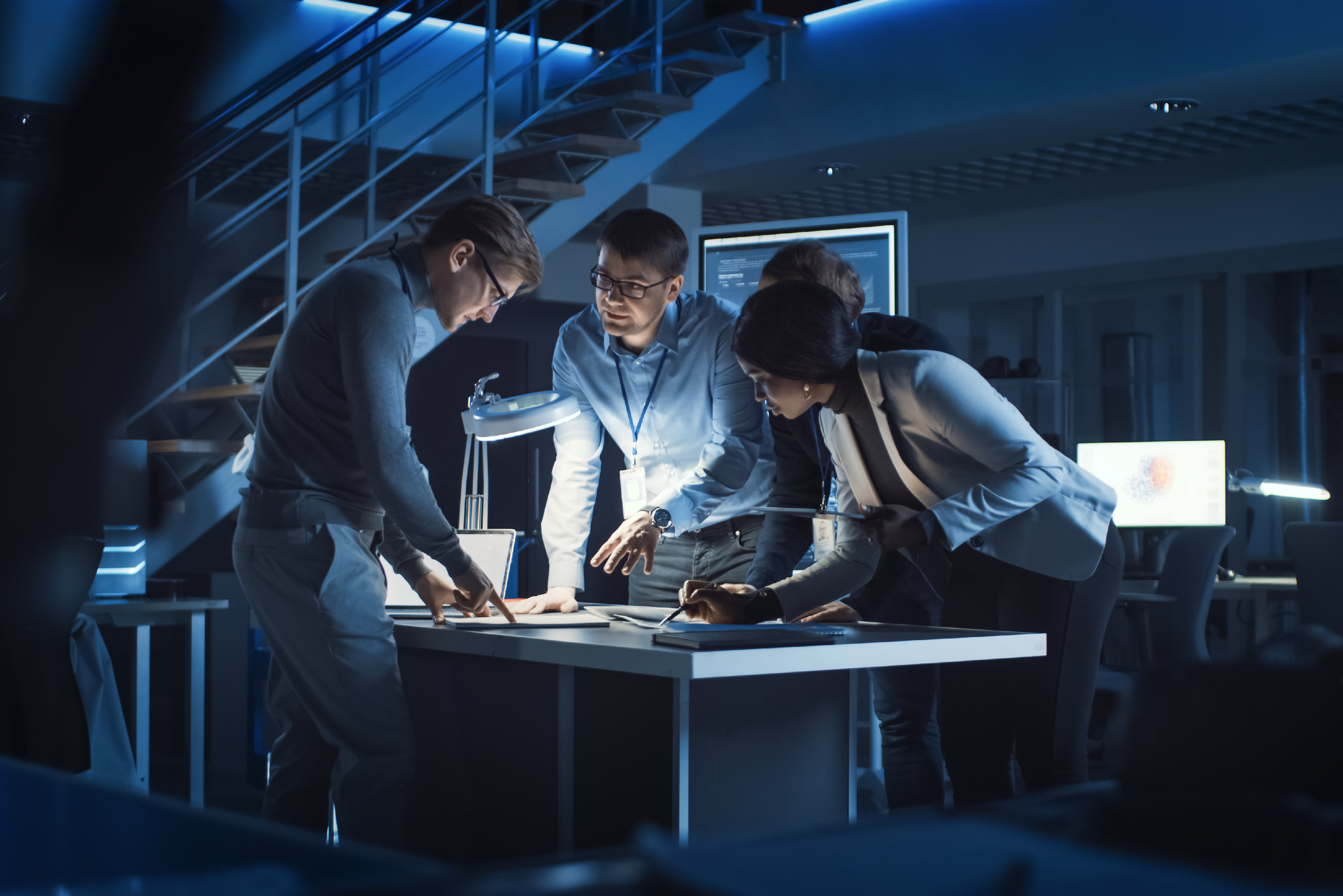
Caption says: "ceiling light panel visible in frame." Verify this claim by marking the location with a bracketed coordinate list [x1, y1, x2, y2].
[704, 97, 1343, 227]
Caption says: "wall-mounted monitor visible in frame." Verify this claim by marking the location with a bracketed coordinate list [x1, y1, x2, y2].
[1077, 442, 1226, 529]
[694, 211, 909, 314]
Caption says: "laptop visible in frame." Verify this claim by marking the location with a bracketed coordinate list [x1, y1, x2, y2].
[389, 529, 517, 619]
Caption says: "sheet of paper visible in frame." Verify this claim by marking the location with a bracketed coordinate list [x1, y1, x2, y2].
[443, 610, 611, 629]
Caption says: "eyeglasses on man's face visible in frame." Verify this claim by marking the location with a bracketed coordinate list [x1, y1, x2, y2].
[475, 246, 523, 308]
[588, 267, 675, 298]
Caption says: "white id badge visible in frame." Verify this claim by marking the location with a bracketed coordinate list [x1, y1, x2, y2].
[620, 466, 649, 520]
[811, 514, 835, 560]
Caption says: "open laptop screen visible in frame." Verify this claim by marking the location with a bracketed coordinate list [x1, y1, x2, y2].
[383, 529, 517, 610]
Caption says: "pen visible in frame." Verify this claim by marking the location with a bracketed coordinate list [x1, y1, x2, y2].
[658, 606, 685, 626]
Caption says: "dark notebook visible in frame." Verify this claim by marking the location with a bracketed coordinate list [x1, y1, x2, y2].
[653, 629, 835, 650]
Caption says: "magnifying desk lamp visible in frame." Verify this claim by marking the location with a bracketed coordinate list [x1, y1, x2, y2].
[457, 373, 579, 529]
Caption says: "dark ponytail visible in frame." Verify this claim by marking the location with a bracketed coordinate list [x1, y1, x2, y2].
[732, 279, 858, 383]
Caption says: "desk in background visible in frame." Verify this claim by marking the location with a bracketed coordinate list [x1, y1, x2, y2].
[79, 598, 228, 809]
[396, 619, 1045, 860]
[1120, 575, 1296, 661]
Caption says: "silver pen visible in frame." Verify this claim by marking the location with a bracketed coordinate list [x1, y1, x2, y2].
[658, 606, 685, 626]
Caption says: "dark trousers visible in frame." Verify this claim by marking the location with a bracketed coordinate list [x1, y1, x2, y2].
[848, 551, 943, 809]
[630, 514, 764, 607]
[234, 524, 415, 848]
[940, 524, 1124, 806]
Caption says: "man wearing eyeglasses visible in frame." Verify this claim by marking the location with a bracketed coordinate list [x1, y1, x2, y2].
[234, 196, 541, 848]
[514, 208, 774, 613]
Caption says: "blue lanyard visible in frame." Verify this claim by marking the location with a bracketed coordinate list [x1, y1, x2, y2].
[807, 407, 834, 513]
[611, 348, 672, 466]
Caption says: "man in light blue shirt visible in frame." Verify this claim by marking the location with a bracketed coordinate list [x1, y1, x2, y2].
[514, 208, 774, 613]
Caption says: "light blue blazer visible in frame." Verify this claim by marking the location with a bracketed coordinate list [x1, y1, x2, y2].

- **REQUEST**
Put every line of the records above into a numbered list with no blank lines, and leave the picture out.

- **THE OUTPUT**
1. Caption says: "ceiling light panel visible in frame." Verify this claim by marking the location with a bracketed coordinate list [x1, y1, x2, y2].
2. [704, 97, 1343, 227]
3. Caption says: "wall-mounted monitor visible in frame." Verify this claim by marking the location with a bracketed coordinate list [x1, y1, x2, y2].
4. [1077, 442, 1226, 529]
5. [694, 211, 909, 314]
6. Caption says: "laptop visible in frame." Verify this claim by marking the location with a bracketed coordinate list [x1, y1, x2, y2].
7. [389, 529, 517, 619]
8. Caption says: "sheet of paper visible in frame." Verify this claim by marking the location with a bracketed coordinate list [x1, y1, x2, y2].
9. [443, 610, 611, 629]
10. Caption says: "eyeglasses on man's face visible in frame." Verify this claim by marking the location with a bracketed coordinate list [x1, y1, x2, y2].
11. [475, 246, 523, 308]
12. [588, 267, 675, 298]
13. Caption says: "white id badge visible in frame." Verify this claim by marking the location with a bracketed coordinate list [x1, y1, x2, y2].
14. [620, 466, 649, 520]
15. [811, 514, 835, 560]
16. Caption says: "open laptop screen visible in frame." Verify this claim by marking the location with a bracketed coordinate list [x1, y1, x2, y2].
17. [383, 529, 517, 610]
18. Caption says: "pen visible in frame." Verify this claim by marking the location with a bracketed coordinate list [x1, y1, x2, y2].
19. [658, 606, 685, 626]
20. Caption says: "dark notebook visible in frame." Verify this claim by marking the location with a bracketed coordinate list [x1, y1, x2, y2].
21. [653, 629, 835, 650]
22. Caption says: "magnifying desk lamp visible in frame." Verify this claim by marking the location with a bracketed coordinate list [x1, y1, x2, y2].
23. [457, 373, 579, 529]
24. Caption says: "dark ponytail visible in frame." Verify this claim by marking the location with a bracketed coordinate list [x1, y1, x2, y2].
25. [732, 279, 858, 383]
26. Caption says: "desk in background visible in frame." Verify this claim by marking the location with a bracketed coordinate list [x1, y1, x2, y2].
27. [79, 598, 228, 809]
28. [396, 619, 1045, 860]
29. [1120, 575, 1296, 661]
30. Caption says: "silver pen visible in frame." Verify this claim by marking the location with a bracketed coordinate list [x1, y1, x2, y2].
31. [658, 606, 685, 626]
32. Caption says: "dark trousers visible in frame." Verify this claim by marking the location with a bracketed coordinate list [x1, y1, x2, y2].
33. [848, 551, 943, 809]
34. [630, 514, 764, 607]
35. [234, 524, 415, 848]
36. [940, 524, 1124, 806]
37. Caption says: "man wearing eyeglasses visible in frame." Verify this claim by marking the location with a bracketed coordinate list [x1, y1, x2, y2].
38. [234, 196, 541, 848]
39. [514, 208, 774, 613]
40. Caption says: "blue lanyard visible in frame." Verify this claim by marking the location with a bracketed coordinate list [x1, y1, x2, y2].
41. [807, 407, 834, 513]
42. [611, 348, 672, 466]
43. Caption says: "man in light blue shirt visible in frame." Verify this claim by marking the location with a bracketed coordinate list [x1, y1, x2, y2].
44. [514, 208, 774, 613]
45. Caption says: "light blue blazer visible in frame." Verify this claim by marking the location with a bracketed coordinate list [x1, y1, x2, y2].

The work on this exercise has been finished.